Exercise
Print every line of the material below verbatim, keeping each line unchanged and in its original order.
◆ ◆ ◆
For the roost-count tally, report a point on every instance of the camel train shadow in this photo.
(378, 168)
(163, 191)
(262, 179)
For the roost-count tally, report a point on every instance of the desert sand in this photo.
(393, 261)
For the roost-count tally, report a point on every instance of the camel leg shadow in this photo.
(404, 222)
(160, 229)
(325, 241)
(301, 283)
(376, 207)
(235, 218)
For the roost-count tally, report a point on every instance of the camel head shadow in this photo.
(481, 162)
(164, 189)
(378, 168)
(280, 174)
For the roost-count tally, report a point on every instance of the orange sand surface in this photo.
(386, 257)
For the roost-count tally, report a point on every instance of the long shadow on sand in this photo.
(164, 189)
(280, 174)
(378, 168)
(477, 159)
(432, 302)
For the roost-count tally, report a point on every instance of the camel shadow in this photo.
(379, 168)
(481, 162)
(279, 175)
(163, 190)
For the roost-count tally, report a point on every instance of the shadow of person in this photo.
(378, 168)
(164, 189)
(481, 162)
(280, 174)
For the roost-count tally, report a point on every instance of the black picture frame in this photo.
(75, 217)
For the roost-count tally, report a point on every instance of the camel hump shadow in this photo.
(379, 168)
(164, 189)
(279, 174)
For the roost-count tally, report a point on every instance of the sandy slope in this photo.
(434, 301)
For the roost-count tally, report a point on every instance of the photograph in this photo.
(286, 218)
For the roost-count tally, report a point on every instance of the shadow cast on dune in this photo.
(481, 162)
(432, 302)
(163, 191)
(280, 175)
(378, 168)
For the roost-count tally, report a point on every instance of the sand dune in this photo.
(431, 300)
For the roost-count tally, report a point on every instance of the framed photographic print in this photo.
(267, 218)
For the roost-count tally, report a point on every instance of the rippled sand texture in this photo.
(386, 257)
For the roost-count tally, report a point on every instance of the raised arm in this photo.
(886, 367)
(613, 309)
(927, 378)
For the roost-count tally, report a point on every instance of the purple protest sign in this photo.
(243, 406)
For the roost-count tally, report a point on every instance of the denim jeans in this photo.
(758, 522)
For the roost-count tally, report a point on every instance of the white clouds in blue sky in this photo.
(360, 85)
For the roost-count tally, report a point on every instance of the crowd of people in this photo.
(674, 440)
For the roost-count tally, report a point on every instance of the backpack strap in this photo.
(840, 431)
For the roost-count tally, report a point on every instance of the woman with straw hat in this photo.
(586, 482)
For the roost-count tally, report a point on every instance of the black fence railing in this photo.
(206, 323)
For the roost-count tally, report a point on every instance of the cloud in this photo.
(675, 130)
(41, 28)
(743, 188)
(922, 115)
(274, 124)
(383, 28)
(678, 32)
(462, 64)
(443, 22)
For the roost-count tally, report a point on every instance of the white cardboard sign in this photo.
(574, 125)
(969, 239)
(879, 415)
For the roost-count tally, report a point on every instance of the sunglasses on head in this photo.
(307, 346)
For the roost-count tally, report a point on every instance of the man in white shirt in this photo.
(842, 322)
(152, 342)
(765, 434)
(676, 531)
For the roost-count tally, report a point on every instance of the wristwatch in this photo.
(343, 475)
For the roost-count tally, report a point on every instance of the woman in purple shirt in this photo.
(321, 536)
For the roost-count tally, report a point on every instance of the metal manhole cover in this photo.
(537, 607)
◆ ◆ ◆
Output
For the roost-count tally, report a point on every instance of the camel train shadow in this photo.
(378, 168)
(163, 191)
(262, 179)
For the roost-count tally, report a point on every instance of the desert sand in this photo.
(393, 261)
For the roost-count tally, report a point on every instance of the camel leg shadow in this photo.
(404, 222)
(160, 229)
(325, 241)
(301, 283)
(376, 207)
(235, 218)
For the roost-count tally, report a point on every instance of the camel head shadow in this photo.
(481, 162)
(164, 189)
(378, 168)
(280, 174)
For the roost-count tally, report a point on every instance of the orange sand surface in this photo.
(386, 257)
For the roost-count tally, report a point on every instance of the long shadow on sand in this photo.
(164, 189)
(280, 174)
(378, 168)
(477, 159)
(432, 302)
For the roost-count tally, report a point on every instance of the camel shadow in this photo.
(379, 168)
(481, 162)
(279, 175)
(163, 190)
For the roost-count tally, report a point on every instance of the shadow of person in this photo.
(378, 168)
(164, 189)
(481, 162)
(280, 174)
For the roost-count tally, report a point on every instance of the black picture frame in this photo.
(75, 217)
For the roost-count tally, report a point on every instance of the camel hump shadow in this photo.
(379, 168)
(164, 189)
(279, 174)
For the roost-count tally, report a point on every instance of the sandy slope in this photo.
(434, 301)
For the roost-count tally, report a point on every instance of the photograph in this photo.
(286, 218)
For the roost-count tally, report a point on every instance of the shadow cast on dune in this photo.
(481, 162)
(432, 302)
(163, 191)
(280, 175)
(378, 168)
For the roost-count tally, report a point on every instance of the sand dune in this photo.
(431, 300)
For the roost-count tally, report a point on every instance of the framed photographic print in this photo.
(267, 218)
For the roost-count tally, report a point on every instance of the rippled sand texture in this photo.
(386, 257)
For the roost-count tally, report a point on every instance of the raised arm in this photo.
(886, 367)
(613, 309)
(927, 378)
For the roost-count tally, report a point on every instance of the purple protest sign in this photo.
(243, 406)
For the roost-count tally, report a point on every instance of the denim jeans in this photo.
(758, 522)
For the roost-count tally, report a point on every instance of the white clouds in blue sky in this photo.
(360, 85)
For the roost-count tally, report a point on every instance of the crowd of people in this photo.
(674, 440)
For the roost-count tally, report a point on every instance of the backpack strap in this photo.
(840, 431)
For the roost-count tally, report a point on every instance of the woman with straw hat in this photo.
(586, 482)
For the roost-count tally, report a point on every instance of the black fence railing in this photo.
(206, 323)
For the roost-count tally, report a point on every instance of the cloud in this photo.
(675, 130)
(41, 28)
(743, 188)
(922, 115)
(274, 124)
(383, 28)
(678, 32)
(462, 64)
(443, 22)
For the roost-count tally, report a point on every instance of the white cardboard sign in this photo.
(574, 125)
(969, 239)
(879, 415)
For the roost-count tally, report a point on every instance of the sunglasses on head in this photo.
(307, 346)
For the roost-count tally, report a point on every instance of the man in white shirt in this photo.
(842, 322)
(152, 342)
(765, 434)
(676, 531)
For the roost-count tally, report a point on every instance of the wristwatch in this photo.
(343, 475)
For the roost-count tally, report a point on every instance of the woman in purple shirt in this photo.
(321, 536)
For the roost-count tally, report a point on every instance of the metal manhole cover in this photo.
(537, 607)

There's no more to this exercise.